==== Page excerpt
Look at the fine print in guaranteed rental returns

CALL them what you like leasebacks, buy-to-let, cash back, own-for-free developers have come up with creative plans to woo investors with guaranteed rental returns (GRRs) on yet-to-be-built properties.

Developers would agree to pay buyers rentals ranging from 8% to 12% per annum or a proportion of the purchase price for a certain length of time.

This kind of purchase, which has become increasingly common judging from the press advertisements, sounds enticing to investors who do not want the trouble of managing their own investments. You buy the property, and you get the rental returns thrown in.

While GRRs could be very attractive, investors need to know that the scheme is not as simple as it seems, much like ads that appeal to our desire to lose weight quickly, get rich fast or strike the lottery.

Realistic rentals

If a developer is offering GRRs, the buyer has no way of knowing whether that property is going to achieve the promise in the open market. The developer may not be able to get the guaranteed rent or the property may not be let out at all during the guaranteed period.
========
==== Supplied data
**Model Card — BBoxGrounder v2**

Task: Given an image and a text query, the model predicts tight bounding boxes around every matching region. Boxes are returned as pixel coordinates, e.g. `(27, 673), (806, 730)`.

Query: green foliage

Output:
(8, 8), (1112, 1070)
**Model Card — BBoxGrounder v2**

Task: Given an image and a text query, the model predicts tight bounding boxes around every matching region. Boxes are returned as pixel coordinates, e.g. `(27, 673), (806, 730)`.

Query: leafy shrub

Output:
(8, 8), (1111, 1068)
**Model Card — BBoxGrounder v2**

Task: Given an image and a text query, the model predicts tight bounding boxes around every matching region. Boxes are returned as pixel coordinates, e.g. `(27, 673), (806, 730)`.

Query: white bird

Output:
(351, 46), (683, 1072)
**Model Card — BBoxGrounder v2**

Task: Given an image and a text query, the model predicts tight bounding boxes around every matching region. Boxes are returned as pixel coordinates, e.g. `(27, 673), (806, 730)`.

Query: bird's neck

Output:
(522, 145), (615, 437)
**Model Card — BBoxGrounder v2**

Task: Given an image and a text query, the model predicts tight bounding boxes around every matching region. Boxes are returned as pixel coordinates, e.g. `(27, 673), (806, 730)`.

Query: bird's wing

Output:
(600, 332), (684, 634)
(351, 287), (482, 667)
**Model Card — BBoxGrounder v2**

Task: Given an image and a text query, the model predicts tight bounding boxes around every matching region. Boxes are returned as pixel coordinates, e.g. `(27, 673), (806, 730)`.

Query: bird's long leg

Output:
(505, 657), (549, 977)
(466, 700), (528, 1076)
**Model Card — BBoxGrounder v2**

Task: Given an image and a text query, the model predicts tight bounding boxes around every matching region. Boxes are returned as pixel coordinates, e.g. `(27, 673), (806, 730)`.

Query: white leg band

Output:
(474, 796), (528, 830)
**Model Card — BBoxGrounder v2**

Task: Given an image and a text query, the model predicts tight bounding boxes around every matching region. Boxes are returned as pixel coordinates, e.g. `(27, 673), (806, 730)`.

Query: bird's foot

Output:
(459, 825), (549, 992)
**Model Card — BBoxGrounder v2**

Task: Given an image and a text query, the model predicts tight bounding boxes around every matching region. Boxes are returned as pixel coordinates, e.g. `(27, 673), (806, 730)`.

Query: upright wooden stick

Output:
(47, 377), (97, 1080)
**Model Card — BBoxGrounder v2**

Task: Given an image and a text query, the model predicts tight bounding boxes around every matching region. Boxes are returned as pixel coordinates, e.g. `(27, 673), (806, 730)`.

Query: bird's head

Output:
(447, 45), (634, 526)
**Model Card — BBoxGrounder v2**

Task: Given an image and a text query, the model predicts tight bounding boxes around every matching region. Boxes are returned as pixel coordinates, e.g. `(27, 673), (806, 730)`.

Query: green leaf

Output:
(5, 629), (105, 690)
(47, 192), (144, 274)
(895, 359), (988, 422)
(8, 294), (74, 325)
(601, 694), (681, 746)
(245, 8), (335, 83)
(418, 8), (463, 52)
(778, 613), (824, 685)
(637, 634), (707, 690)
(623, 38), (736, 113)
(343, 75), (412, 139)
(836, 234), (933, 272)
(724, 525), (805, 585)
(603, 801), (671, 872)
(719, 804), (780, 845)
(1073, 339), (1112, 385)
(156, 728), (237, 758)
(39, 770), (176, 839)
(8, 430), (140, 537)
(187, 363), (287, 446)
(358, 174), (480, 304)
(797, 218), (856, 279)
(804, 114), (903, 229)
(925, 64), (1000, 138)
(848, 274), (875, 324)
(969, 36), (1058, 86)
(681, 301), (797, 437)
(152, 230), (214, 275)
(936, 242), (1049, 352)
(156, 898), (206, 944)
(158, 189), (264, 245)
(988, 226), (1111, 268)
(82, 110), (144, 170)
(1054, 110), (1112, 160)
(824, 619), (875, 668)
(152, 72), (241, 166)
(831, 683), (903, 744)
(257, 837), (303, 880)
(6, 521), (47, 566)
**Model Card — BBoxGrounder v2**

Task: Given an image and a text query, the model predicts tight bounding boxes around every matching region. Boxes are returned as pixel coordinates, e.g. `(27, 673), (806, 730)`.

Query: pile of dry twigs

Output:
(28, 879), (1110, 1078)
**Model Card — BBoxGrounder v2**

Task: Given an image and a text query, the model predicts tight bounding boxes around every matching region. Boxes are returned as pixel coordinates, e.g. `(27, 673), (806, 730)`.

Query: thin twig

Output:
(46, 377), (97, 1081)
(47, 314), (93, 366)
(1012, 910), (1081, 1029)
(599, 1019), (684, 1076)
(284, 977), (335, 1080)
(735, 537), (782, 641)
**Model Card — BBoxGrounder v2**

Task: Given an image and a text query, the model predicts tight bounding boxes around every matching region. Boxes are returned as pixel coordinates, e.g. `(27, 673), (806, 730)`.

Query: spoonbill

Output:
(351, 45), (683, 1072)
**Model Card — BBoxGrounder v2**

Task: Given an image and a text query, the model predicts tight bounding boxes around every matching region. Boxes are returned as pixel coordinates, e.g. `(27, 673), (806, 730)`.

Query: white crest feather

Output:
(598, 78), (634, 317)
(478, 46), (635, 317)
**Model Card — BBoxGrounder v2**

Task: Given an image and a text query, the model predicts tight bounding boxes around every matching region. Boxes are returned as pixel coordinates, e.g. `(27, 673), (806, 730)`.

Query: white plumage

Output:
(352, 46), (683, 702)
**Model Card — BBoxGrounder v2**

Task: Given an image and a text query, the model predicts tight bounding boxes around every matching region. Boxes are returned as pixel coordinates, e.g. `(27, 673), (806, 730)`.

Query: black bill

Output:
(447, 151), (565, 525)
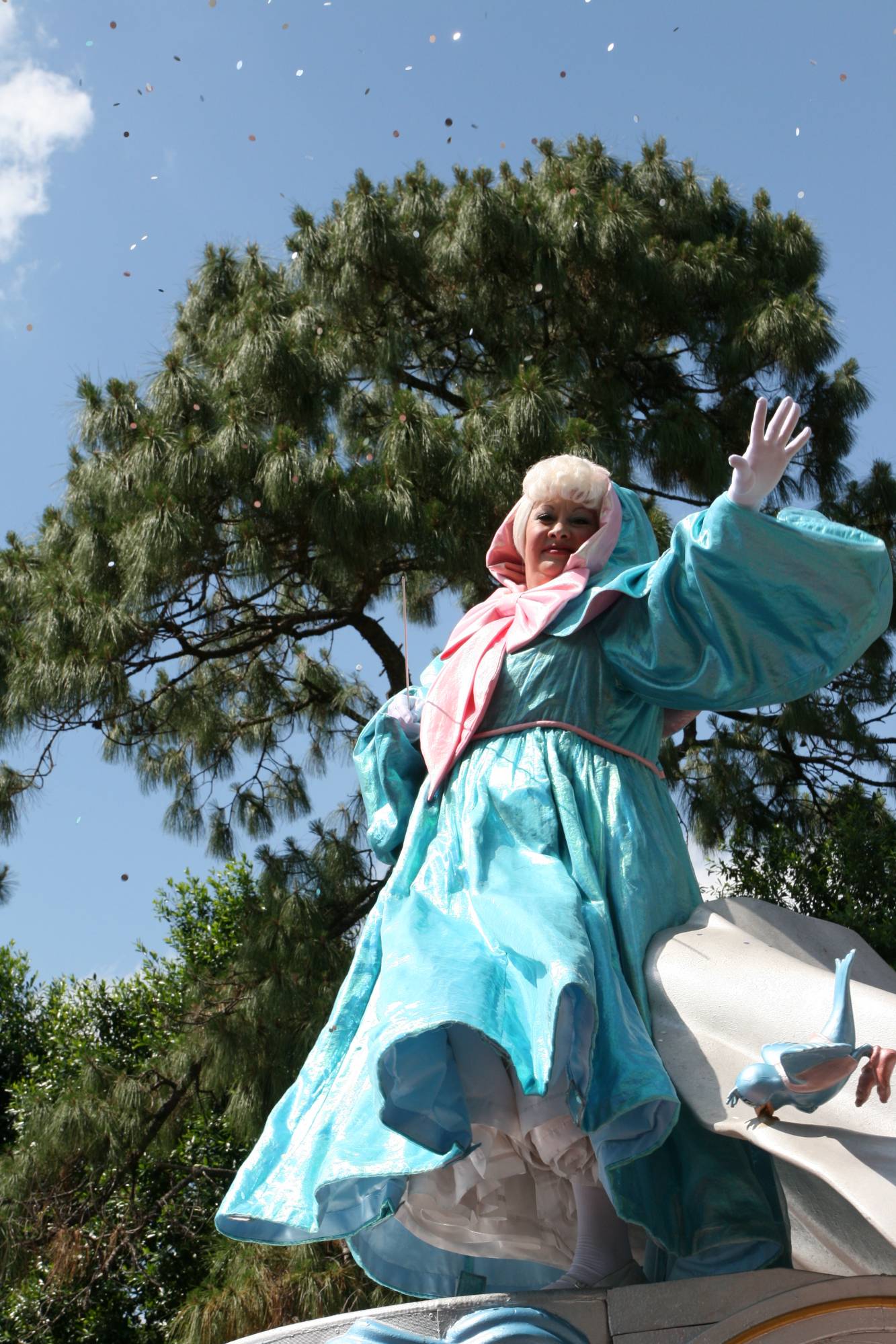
========
Requirement 1: Reproduce the rows verbatim, from the first row up to and including the line containing "(351, 287), (482, 667)".
Requirement 2: Continue the article on guaranteed rental returns from the point at which it ends.

Exercise answer 1:
**Model Card — BBoxGrounder v2**

Task: Given an image and a text query, the model predicts tight bounding boxes around every matching region. Boxes are returned as pixel coordinates, e.g. `(27, 673), (806, 730)`.

Query: green foliage

Output:
(8, 8), (1112, 1070)
**Model Card — BBoxGrounder v2**

Task: Given an image and a text query, the model predicts tight bounding boxes around every matching region. Boxes are returned as pixel coordinates, e.g. `(27, 673), (806, 730)`.

Query: leafy shrub

Output:
(8, 8), (1111, 1068)
**Model Card — BBoxGrounder v2**

Task: Given an image and a text query, the model predicts tight bounding boxes around every matching region. Boxes are returned as pixel coordinates, e.g. `(27, 673), (806, 730)`.

Query: white bird

Output:
(351, 46), (683, 1072)
**Model Card — BBoxGrounder v2**

Task: Given an image and a text query, the model predicts tight bounding boxes around every matching region. Boxes are returned as pixel coordinates, e.g. `(27, 673), (806, 730)`.

Query: bird's neck

Output:
(522, 145), (615, 437)
**Model Card — BBoxGrounder v2**

Task: Given an image and a text query, the model predicts tight bounding boxes around every matching region. Boxes are returned as pixel coordinates, e.g. `(27, 673), (806, 730)`.

Query: bird's wing

Output:
(600, 332), (684, 634)
(351, 287), (482, 667)

Exercise answer 2:
Generally, GRRs are best for the laidback investor. Some people will value the “simplicity” of the deal. However there are issues that buyers have to be aware of and comfortable with before entering into such agreements.

A typical mortgage lasts 20 years. If you have a guaranteed rental for just three years, what will happen for the next 17 years? You are left to sink or swim on your own.

A typical table of returns will show potential buyers a surplus income. A potential investor has to take into account the cost of maintaining the property, the taxes that come with being a property owner, the cost of maintaining the mortgage and all other fees related to acquiring the property.

Under most GRR schemes, you will need to buy a furniture package with the apartment and commit yourself to the management charges and sinking fund of the building, on top of the regulatory quit rent and assessment tax.

These will often take a substantial bite out of any rental money left each month.

GRRs are specifically aimed at selling units to investors, so you may see a situation of 500 apartments all going to the rental market rather than owner-occupiers at the end of the scheme. You will need to consider how many people will be chasing tenants at the end of the guarantee period and most particularly how many prospective tenants there are.

In areas of high competition, landlords will have to reduce the rent to attract available tenants. Consequently, the market value of the properties will go down rather than up.

If you decide to sell, you will also be limited to buyers who will also be mainly investors. Sellers will also find themselves competing with developers who are offering higher rental returns with new developments.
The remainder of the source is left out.